§ Exercise prompt: Your task is to give the records again exactly. Leave each picture out.

Point localization data:
BEGIN

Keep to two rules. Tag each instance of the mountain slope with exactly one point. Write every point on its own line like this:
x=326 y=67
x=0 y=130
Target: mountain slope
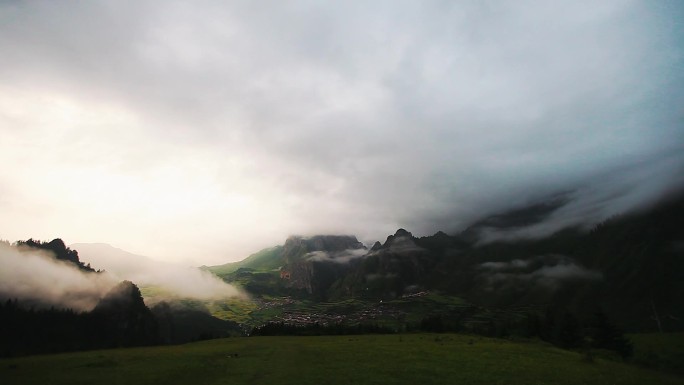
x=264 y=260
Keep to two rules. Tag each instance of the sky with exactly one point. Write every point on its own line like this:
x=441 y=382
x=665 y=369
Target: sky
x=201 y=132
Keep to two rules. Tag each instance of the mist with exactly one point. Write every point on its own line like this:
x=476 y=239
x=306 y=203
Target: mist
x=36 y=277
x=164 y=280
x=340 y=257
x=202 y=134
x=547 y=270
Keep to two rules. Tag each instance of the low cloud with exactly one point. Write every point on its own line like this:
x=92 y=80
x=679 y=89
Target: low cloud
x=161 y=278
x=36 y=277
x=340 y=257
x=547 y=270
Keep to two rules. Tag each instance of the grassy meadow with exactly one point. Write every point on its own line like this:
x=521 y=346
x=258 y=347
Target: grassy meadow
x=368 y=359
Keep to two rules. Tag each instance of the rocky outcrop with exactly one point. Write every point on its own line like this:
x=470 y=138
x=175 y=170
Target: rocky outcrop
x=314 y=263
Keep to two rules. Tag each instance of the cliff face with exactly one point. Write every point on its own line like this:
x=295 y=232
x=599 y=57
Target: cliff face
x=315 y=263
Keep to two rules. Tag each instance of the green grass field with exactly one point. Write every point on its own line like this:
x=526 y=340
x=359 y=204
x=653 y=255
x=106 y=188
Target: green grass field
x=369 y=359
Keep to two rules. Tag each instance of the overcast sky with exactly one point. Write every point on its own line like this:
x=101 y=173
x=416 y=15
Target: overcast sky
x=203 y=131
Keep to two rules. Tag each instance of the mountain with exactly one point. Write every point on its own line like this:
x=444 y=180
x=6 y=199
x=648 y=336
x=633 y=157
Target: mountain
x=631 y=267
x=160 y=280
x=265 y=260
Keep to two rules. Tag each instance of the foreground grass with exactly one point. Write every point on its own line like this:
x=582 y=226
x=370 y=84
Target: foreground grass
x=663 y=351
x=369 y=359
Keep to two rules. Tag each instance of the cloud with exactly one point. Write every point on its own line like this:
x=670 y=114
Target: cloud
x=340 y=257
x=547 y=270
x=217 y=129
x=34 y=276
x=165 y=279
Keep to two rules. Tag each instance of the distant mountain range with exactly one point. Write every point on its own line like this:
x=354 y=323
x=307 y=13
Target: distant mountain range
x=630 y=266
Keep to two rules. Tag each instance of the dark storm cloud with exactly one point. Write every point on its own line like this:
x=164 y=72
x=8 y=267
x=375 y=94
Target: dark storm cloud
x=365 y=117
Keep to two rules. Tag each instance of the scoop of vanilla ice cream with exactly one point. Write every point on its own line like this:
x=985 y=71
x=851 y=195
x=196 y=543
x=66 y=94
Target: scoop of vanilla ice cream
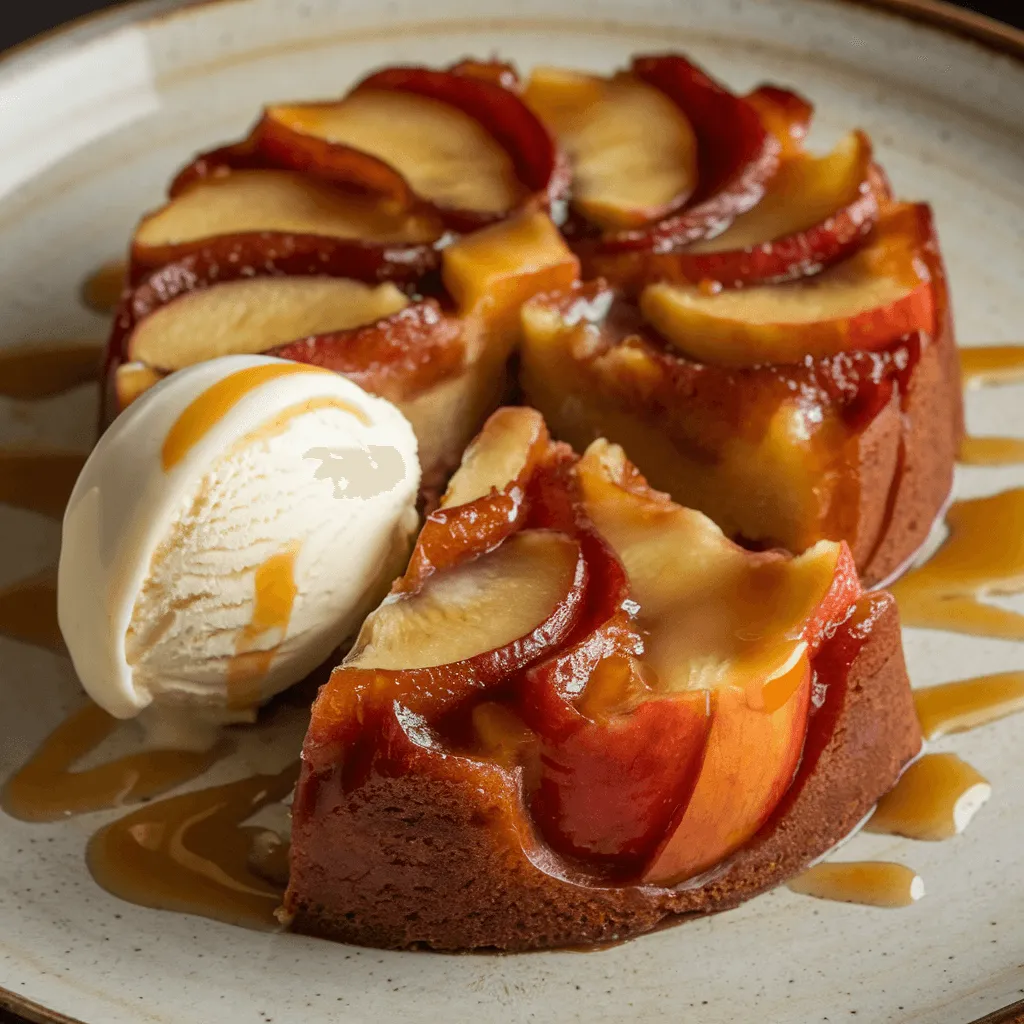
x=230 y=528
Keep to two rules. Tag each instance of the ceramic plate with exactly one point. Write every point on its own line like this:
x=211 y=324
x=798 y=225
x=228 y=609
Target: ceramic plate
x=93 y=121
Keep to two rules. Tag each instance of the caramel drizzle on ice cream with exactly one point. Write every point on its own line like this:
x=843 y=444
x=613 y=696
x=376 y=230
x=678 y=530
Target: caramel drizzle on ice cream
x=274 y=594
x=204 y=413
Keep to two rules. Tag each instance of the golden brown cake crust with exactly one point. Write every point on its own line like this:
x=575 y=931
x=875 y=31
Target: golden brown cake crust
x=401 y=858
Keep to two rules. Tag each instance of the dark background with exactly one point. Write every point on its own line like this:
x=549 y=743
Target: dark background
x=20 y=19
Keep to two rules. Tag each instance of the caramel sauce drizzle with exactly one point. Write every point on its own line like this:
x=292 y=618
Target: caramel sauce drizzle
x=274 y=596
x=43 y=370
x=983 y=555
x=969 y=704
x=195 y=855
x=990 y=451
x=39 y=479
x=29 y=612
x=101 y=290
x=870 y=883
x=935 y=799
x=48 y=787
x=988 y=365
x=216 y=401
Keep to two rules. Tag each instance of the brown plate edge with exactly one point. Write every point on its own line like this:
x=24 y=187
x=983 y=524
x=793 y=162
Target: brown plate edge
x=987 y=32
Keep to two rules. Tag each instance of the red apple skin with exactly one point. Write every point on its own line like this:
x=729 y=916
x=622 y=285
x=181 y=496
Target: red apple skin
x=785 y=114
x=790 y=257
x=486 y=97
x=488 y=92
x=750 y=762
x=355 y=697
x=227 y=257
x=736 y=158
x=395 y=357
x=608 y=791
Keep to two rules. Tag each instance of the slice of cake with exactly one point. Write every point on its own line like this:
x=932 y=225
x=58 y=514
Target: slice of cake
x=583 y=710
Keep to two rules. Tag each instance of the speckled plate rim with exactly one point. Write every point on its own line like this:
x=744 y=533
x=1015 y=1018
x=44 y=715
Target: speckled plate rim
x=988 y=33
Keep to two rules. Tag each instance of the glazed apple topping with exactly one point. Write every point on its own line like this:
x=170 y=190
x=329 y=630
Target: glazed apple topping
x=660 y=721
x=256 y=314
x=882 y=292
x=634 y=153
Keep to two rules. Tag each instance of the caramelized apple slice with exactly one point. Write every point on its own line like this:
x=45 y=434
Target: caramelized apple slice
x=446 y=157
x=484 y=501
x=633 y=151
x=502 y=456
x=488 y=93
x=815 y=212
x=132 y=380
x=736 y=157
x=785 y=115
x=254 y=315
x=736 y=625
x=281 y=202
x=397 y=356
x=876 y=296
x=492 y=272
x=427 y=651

END

§ Result of this exercise:
Keep to two rules. Tag each instance of the mountain slope with exactly one point. Write every point on its own line like this:
x=326 y=67
x=0 y=130
Target: mountain slope
x=264 y=260
Keep to two rules. Tag each instance of the sky with exactly one point. Write every point on its own line like this:
x=441 y=382
x=665 y=369
Target: sky
x=201 y=132
Keep to two rules. Tag each instance of the mist with exactly one point. Write every point on its own line like this:
x=476 y=239
x=306 y=203
Target: mist
x=36 y=277
x=164 y=280
x=340 y=257
x=202 y=134
x=547 y=270
Keep to two rules. Tag each instance of the low cloud with exactly one point. Write every point on its own line like this:
x=92 y=80
x=679 y=89
Target: low cloud
x=161 y=278
x=36 y=277
x=340 y=257
x=547 y=270
Keep to two rules. Tag each instance of the grassy meadow with exactly one point. Write every point on its own line like this:
x=521 y=346
x=258 y=347
Target: grassy meadow
x=368 y=359
Keep to two rules. Tag each instance of the rocky outcrop with exactly one point. Write every point on its own line like this:
x=470 y=138
x=175 y=170
Target: rocky outcrop
x=314 y=263
Keep to two rules. Tag each instance of the cliff face with exactly one point. Write every point on its own line like this:
x=295 y=232
x=599 y=57
Target: cliff face
x=315 y=263
Keep to two rules. Tag each instance of the green grass field with exactly one point. Write every point on its own line like this:
x=526 y=340
x=359 y=204
x=653 y=255
x=106 y=188
Target: green grass field
x=369 y=359
Keep to two rules. Tag each instance of the overcast sky with exactly one point. Write every point on its own line like this:
x=101 y=173
x=416 y=15
Target: overcast sky
x=203 y=131
Keep to two rules. Tag each instance of the mountain with exactly one point. Write every point on its own line like this:
x=444 y=180
x=6 y=199
x=648 y=336
x=633 y=157
Target: mountain
x=631 y=267
x=160 y=280
x=265 y=260
Keep to two rules. Tag each instance of the foreground grass with exactly one point. Write every point on its own line like this:
x=582 y=226
x=370 y=84
Target: foreground grass
x=663 y=351
x=369 y=359
Keep to two rules. Tag each instance of the cloud with exactly one point. Write every point on its own line like this:
x=670 y=114
Target: cloud
x=340 y=257
x=547 y=270
x=217 y=129
x=34 y=276
x=165 y=279
Keep to two rules. Tag each instance of the distant mountain range with exactly one point. Write every point on its own line like this:
x=354 y=323
x=307 y=13
Target: distant mountain range
x=630 y=266
Keep to two rules. Tag each instance of the dark storm cloud with exactly one point. Write every point on its own line like this:
x=164 y=72
x=8 y=267
x=375 y=94
Target: dark storm cloud
x=365 y=117
Keep to two rules. Tag each instance of the scoop of vanilla ice cream with exactly one point. Write every point on its own line like this:
x=985 y=71
x=851 y=195
x=196 y=543
x=66 y=94
Target: scoop of vanilla ice cream
x=230 y=528
Keep to two rules. Tag each instance of the ceramic plate with exactly one point. Write every point on its own line like this:
x=211 y=324
x=798 y=225
x=228 y=609
Target: ceramic plate
x=93 y=121
Keep to two rules. Tag each instance of the caramel drizzle on ice cream with exactly one point. Write every point on its own line like this:
x=843 y=444
x=613 y=696
x=376 y=230
x=678 y=530
Target: caramel drizzle on ice cream
x=274 y=594
x=204 y=413
Keep to two rules. Tag each instance of the golden brown cake crust with exactly one point. Write every point on its own line like this:
x=575 y=931
x=875 y=31
Target: golden brown cake crust
x=401 y=858
Keep to two rules. Tag each instance of the dark background with exactly one point. Write every point on its own line like this:
x=549 y=743
Target: dark background
x=20 y=19
Keep to two rules. Tag each instance of the caramel sauce drizzle with exactly one point. Write every point on its own line like this:
x=292 y=618
Target: caramel sauce drizzle
x=274 y=596
x=43 y=370
x=983 y=555
x=969 y=704
x=195 y=855
x=990 y=451
x=39 y=479
x=29 y=612
x=101 y=290
x=870 y=883
x=935 y=799
x=48 y=787
x=988 y=365
x=216 y=401
Keep to two rules. Tag each instance of the brown plate edge with exactly one point. Write every point on its own line like this:
x=24 y=187
x=983 y=524
x=793 y=162
Target: brown plate edge
x=987 y=32
Keep to two rules. Tag each instance of the red apple skin with exactly one point. Write every point on its own line like this:
x=729 y=916
x=622 y=285
x=181 y=496
Target: red apple skin
x=785 y=114
x=790 y=257
x=486 y=97
x=488 y=92
x=750 y=762
x=355 y=697
x=227 y=257
x=736 y=158
x=395 y=357
x=608 y=791
Keep to two rules. Tag each instance of the slice of cake with exactly one point. Write every point on its own line like this:
x=932 y=225
x=58 y=514
Target: slice of cake
x=583 y=710
Keep to two rules. Tag each instance of the speckled plate rim with exactly one point. Write every point on its own line like this:
x=744 y=533
x=1015 y=1018
x=44 y=715
Target: speckled plate rim
x=988 y=33
Keep to two rules. Tag each instance of the glazed apple topping with exactly one point. Write every point on its own line like this:
x=170 y=190
x=329 y=630
Target: glazed apple topping
x=660 y=721
x=256 y=314
x=882 y=292
x=634 y=153
Keep to two rules. Tag each instance of the caramelized apple slice with exactly one point. Write every point on its own line like this:
x=45 y=434
Target: caramelized apple slice
x=446 y=157
x=484 y=501
x=633 y=151
x=502 y=456
x=488 y=93
x=815 y=212
x=132 y=380
x=736 y=157
x=785 y=115
x=254 y=315
x=736 y=625
x=281 y=202
x=397 y=356
x=876 y=296
x=492 y=272
x=427 y=651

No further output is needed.